▶ _What you should do_
Leaving out every picture, copy the lines of the material below exactly, from the line containing "[locate] the fur-trimmed" through the line containing "[locate] the eyebrow".

★ ★ ★ ★ ★

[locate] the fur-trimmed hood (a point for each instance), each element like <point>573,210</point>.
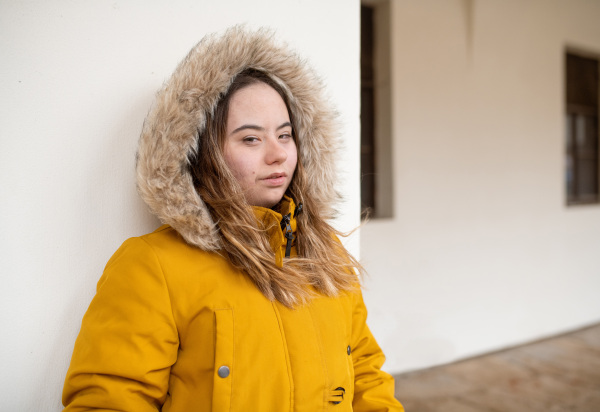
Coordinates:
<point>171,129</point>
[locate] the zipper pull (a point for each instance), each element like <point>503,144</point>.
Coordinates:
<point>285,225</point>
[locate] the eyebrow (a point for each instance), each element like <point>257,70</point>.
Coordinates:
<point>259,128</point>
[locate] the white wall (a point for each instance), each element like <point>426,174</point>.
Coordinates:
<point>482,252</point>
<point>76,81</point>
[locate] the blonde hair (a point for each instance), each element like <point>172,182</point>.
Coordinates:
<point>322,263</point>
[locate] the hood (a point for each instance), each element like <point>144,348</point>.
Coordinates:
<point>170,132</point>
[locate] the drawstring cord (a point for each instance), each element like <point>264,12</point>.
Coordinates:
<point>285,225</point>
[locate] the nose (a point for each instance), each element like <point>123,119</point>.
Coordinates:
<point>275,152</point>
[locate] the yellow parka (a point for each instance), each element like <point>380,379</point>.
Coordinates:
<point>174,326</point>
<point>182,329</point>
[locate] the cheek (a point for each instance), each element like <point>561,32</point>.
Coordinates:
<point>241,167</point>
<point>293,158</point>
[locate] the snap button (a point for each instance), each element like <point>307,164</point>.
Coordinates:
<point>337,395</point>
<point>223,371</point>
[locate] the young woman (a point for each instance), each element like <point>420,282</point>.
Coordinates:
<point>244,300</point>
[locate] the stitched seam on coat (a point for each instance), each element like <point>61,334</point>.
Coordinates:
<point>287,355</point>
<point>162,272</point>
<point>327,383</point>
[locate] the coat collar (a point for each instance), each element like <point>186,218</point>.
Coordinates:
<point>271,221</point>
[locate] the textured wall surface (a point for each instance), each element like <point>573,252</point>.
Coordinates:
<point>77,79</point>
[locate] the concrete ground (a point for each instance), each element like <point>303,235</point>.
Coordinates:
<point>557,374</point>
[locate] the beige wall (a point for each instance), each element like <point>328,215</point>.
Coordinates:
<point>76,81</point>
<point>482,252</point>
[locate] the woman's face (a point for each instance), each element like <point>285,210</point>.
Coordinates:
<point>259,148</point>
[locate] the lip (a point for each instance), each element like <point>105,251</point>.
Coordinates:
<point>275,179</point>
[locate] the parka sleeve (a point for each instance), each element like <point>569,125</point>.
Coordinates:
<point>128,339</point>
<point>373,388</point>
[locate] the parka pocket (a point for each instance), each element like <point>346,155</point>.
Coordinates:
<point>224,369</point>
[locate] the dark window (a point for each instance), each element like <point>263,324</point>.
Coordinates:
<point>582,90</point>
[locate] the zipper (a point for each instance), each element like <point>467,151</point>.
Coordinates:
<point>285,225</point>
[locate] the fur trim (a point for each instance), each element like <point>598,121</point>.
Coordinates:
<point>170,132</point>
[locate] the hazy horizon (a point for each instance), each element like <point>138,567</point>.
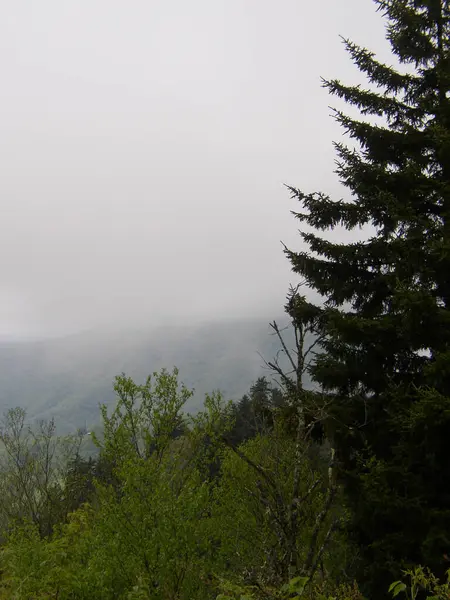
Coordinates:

★ ★ ★ ★ ★

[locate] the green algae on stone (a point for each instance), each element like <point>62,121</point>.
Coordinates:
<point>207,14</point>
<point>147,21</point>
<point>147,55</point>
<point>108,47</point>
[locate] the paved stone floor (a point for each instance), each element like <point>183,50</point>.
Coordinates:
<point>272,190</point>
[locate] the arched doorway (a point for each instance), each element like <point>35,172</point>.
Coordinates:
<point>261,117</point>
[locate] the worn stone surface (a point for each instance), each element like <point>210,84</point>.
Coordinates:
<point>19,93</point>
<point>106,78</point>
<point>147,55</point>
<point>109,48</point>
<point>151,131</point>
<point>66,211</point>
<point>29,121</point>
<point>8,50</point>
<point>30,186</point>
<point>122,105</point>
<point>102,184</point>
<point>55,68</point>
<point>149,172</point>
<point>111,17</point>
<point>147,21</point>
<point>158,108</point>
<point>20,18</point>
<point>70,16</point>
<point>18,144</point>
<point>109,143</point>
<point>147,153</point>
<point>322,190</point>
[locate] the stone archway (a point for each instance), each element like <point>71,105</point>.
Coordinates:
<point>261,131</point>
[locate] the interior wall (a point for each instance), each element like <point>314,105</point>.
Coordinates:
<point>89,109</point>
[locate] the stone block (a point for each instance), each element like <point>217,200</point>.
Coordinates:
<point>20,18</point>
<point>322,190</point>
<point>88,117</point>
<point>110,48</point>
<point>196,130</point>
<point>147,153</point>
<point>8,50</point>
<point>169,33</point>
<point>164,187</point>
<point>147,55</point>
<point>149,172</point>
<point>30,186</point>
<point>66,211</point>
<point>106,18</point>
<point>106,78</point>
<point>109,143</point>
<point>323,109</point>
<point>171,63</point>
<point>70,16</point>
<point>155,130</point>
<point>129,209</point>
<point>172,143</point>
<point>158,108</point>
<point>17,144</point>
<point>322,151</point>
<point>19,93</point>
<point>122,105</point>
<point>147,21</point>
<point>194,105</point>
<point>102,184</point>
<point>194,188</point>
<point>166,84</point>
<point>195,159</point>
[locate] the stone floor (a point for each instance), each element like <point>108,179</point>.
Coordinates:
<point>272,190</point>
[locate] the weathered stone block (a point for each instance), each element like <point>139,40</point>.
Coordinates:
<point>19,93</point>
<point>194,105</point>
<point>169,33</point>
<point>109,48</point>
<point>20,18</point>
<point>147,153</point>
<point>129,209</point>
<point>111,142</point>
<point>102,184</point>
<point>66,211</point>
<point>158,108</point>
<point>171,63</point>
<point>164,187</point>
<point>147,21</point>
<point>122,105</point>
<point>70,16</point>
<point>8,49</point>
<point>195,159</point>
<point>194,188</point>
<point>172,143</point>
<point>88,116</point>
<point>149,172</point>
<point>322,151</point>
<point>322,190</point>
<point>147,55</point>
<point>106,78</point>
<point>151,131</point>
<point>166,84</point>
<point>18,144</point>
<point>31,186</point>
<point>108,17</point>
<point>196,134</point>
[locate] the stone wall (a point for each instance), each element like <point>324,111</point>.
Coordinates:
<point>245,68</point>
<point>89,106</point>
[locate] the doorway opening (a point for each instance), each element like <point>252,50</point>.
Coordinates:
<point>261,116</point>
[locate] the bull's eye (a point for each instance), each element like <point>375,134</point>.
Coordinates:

★ ★ ★ ★ ★

▶ _Expected answer_
[locate] the fur-trimmed hood (a point for each instance), each element like <point>573,210</point>.
Coordinates:
<point>171,129</point>
[locate] the zipper pull (a point for each instance), each element like <point>503,144</point>.
Coordinates:
<point>285,225</point>
[locate] the eyebrow (a point for each instance), each element like <point>257,70</point>.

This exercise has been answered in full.